- _Exercise_
When you copy the material below, keep every line exact and omit the pictures.
*** Block opens ***
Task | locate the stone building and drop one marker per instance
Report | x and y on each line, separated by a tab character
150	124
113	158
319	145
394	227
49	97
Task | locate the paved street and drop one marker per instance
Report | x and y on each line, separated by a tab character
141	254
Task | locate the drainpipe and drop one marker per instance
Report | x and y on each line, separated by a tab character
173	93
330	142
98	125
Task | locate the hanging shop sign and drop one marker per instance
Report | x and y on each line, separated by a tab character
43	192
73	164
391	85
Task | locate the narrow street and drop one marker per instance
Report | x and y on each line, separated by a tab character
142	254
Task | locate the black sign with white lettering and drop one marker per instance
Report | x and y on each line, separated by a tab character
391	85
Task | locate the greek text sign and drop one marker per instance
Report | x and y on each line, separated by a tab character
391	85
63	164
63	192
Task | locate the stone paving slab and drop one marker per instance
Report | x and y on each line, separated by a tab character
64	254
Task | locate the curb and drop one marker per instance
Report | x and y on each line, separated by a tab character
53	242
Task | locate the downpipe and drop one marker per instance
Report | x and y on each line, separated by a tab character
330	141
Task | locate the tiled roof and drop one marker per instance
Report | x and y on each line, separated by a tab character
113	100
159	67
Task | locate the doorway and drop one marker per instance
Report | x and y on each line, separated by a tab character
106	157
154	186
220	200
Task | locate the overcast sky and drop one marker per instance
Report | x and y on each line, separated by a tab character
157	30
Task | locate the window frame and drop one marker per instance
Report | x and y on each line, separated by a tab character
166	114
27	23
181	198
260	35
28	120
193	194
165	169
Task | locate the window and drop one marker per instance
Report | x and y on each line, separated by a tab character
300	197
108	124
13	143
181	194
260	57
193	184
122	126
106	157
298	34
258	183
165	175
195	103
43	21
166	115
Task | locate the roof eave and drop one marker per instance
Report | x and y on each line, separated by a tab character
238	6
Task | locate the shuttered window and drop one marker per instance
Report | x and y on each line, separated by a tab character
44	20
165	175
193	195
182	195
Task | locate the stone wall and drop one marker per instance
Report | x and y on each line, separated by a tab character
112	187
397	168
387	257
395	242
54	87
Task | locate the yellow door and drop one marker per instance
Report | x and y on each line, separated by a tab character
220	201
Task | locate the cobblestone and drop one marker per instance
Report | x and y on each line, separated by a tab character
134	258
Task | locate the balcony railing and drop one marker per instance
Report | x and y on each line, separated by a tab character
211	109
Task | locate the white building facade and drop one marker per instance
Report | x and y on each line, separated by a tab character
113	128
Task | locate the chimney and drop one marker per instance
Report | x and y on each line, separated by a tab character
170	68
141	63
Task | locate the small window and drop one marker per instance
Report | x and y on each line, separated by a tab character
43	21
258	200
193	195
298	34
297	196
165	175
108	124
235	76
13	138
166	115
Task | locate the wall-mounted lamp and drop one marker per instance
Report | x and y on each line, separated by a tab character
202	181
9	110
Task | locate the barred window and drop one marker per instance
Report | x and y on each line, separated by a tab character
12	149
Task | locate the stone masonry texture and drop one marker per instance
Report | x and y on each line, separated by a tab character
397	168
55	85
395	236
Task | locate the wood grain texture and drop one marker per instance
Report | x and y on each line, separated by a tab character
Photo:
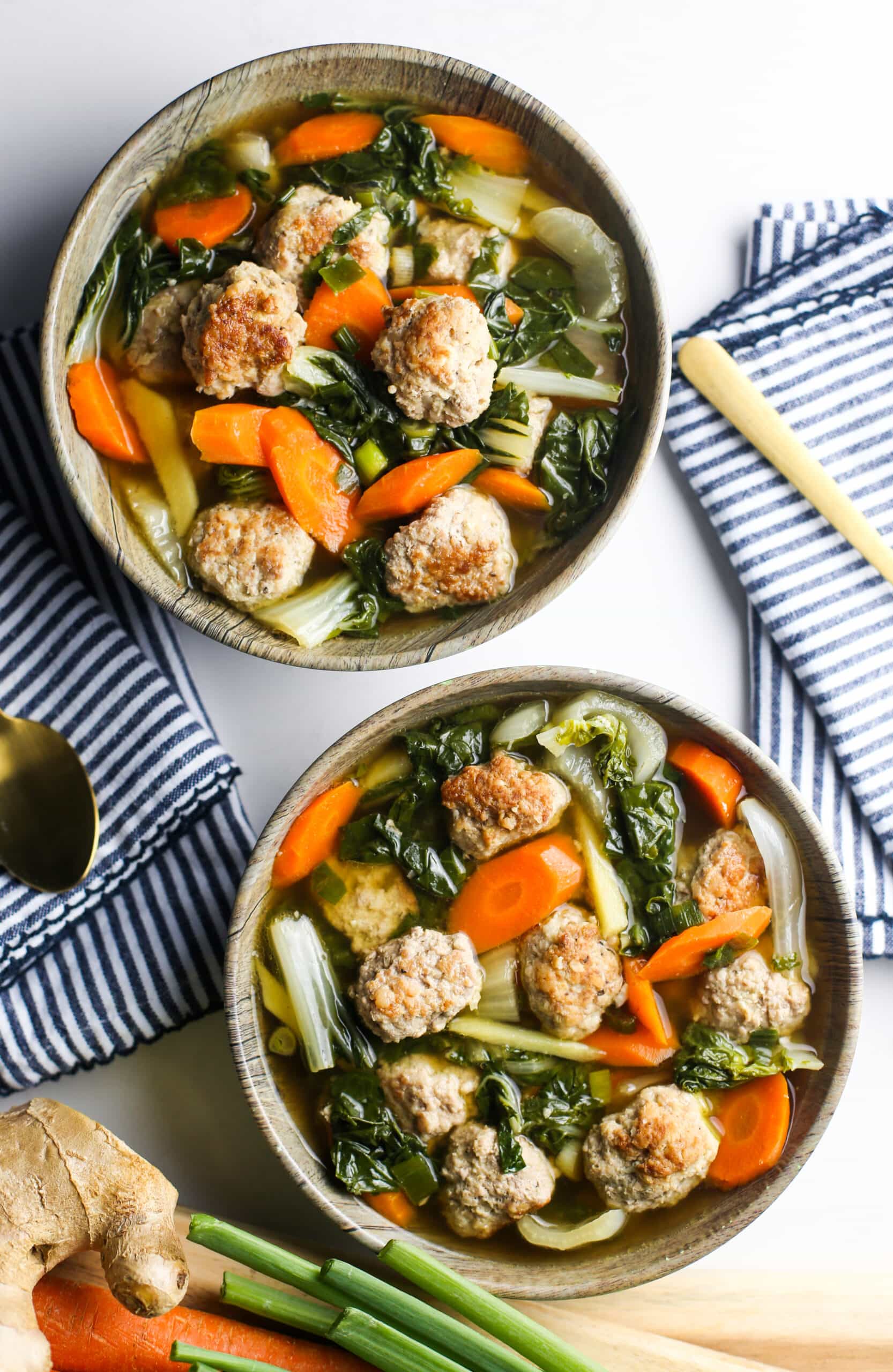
711	1322
835	1023
423	77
*** Block closes ***
- _Solution to the exercise_
Task | locate the stone building and drop one marker per instance
Report | x and y on each line, separated by a tab character
150	124
113	158
319	145
394	227
49	97
Task | locate the paved street and drop one marker per instance
Report | x and y on each line, separated by a tab character
141	254
Task | locate the drainpipe and drop one marker per instance
Report | x and y on each line, separated by a tab character
173	93
330	142
98	125
Task | locate the hanging shop sign and drop one marker per instance
Report | x and y on each line, separated by a tab character
43	192
73	164
391	85
Task | locate the narrow street and drop one marker per instance
Report | x and y on each line, separated by a tab character
142	254
Task | locate the black sign with white lettering and drop one marker per instance
Report | x and y on each line, separated by a tab character
391	85
Task | locate the greek text sign and drop one marker per instance
Report | x and y on each line, separated by a tab character
391	85
63	164
63	192
Task | locate the stone paving slab and drop one marker per instance
Report | x and y on each line, separated by a tab character
64	254
Task | locate the curb and drop one marker per instance
Report | x and y on each line, separated by a tab character
53	242
Task | locate the downpipe and drop one marker per instance
Report | x and y on each line, separated by a tab character
330	141
Task | locate the tiled roof and drop one marker per instance
Report | x and y on each line, separated by a tab character
113	100
159	67
Task | locate the doorway and drop one marker per instance
Report | x and y on each line, separated by a tab character
106	157
154	186
220	200
Task | locate the overcast sky and drop one marker per instance
Report | x and y on each line, separated by a tab character
157	30
Task | locate the window frame and drop one marker per instance
Report | x and y on each line, separated by a tab character
166	114
27	23
181	198
260	35
28	120
193	194
165	169
Task | locate the window and drop one marker per instance
Report | x and y on each line, separated by a tab character
300	197
108	124
13	143
181	194
260	57
193	184
122	126
106	157
298	34
258	183
165	175
195	103
43	21
166	115
Task | locate the roof eave and drop one marker per instance
Report | x and y on each line, separated by a tab character
238	6
Task | locate the shuttered window and drop one marker per instance
Report | x and y on each line, separated by a tab character
44	20
165	175
193	195
182	195
Task | locate the stone wall and drop one marker per instance
Report | x and y on each line, separated by a tab character
112	187
397	168
387	257
395	242
54	87
Task | locate the yellow door and drop one marker per instance
Report | x and y on each line, separated by a tab character
220	201
Task | locate the cobblestone and drop one marker per instance
Report | x and y on each line, separated by a tab character
134	258
Task | locate the balcony railing and drop one marker per instance
Report | x and y on each line, separated by a tab character
211	109
Task | locate the white building facade and drop one marker per instance
Report | x and y on each line, separated by a tab character
113	128
Task | locate the chimney and drop one marker per instance
Report | x and y on each line, separated by a tab character
170	68
141	63
Task | locate the small window and drop one marker per instance
Report | x and y on each line, separated by a tab character
43	21
258	200
193	195
298	34
297	196
165	175
108	124
235	76
13	138
166	115
Task | locate the wall-mounted lamp and drop one marker per instance
Report | x and y on each line, separated by a tab character
202	181
9	110
Task | locate the barred window and drop one marker per instance
Report | x and y on each line, separated by a tab character
12	149
Task | locate the stone masonry texture and drop one marker per instance
Report | x and y on each line, separated by a tab character
397	168
55	85
395	236
Task | locate the wood grain texture and drop one marker per instance
Report | x and y on each line, separated by a tab character
Photo:
711	1322
835	1023
423	77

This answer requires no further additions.